> TRY IT: Copy all lines of the listing that include the string "round".

DATASET EXTRACT START

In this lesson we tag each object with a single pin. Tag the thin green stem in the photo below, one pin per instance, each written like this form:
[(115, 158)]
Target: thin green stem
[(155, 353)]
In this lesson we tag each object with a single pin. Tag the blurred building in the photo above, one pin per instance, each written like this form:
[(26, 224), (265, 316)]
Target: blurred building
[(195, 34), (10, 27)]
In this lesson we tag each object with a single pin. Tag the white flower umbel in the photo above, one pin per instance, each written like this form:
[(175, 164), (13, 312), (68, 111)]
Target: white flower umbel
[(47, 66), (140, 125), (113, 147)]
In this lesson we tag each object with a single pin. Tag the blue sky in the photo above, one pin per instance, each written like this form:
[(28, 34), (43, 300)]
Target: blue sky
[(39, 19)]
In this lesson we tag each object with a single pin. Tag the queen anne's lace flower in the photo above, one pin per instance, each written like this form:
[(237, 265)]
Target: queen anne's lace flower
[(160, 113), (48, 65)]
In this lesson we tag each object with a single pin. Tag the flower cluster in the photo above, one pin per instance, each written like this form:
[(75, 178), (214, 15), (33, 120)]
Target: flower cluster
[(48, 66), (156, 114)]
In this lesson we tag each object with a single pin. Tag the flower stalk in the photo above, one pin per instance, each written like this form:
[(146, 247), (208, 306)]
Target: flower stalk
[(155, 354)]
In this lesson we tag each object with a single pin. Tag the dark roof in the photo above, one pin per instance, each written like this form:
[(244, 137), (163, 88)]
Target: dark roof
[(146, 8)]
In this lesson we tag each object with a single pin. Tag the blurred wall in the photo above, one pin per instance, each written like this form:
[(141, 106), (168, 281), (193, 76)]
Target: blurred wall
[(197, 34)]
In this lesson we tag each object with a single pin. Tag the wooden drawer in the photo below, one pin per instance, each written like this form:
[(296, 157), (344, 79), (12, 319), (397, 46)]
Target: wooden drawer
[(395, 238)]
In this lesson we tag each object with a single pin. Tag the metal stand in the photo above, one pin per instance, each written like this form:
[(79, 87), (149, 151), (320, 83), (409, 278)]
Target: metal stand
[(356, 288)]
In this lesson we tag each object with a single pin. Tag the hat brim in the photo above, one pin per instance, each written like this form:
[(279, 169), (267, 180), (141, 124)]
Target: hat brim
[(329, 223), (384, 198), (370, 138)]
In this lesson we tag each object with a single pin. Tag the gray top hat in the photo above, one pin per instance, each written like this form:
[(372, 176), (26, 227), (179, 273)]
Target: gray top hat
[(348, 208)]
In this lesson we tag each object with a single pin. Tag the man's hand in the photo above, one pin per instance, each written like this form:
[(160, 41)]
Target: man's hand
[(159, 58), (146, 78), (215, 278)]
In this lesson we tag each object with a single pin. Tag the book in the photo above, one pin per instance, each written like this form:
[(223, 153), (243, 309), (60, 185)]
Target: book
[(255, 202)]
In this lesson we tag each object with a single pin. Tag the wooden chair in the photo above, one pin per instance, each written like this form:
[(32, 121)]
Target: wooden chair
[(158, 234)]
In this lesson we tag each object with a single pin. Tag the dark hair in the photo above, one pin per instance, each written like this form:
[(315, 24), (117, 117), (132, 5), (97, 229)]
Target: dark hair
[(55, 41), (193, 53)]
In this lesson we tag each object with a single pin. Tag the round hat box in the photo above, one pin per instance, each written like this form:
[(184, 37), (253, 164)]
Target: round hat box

DATASET EXTRACT END

> RESPONSE TO THIS TASK:
In this lesson we tag each object with a single pin. Tag the round hat box in the photo above, one pin per instance, each written like this form:
Target: round hat box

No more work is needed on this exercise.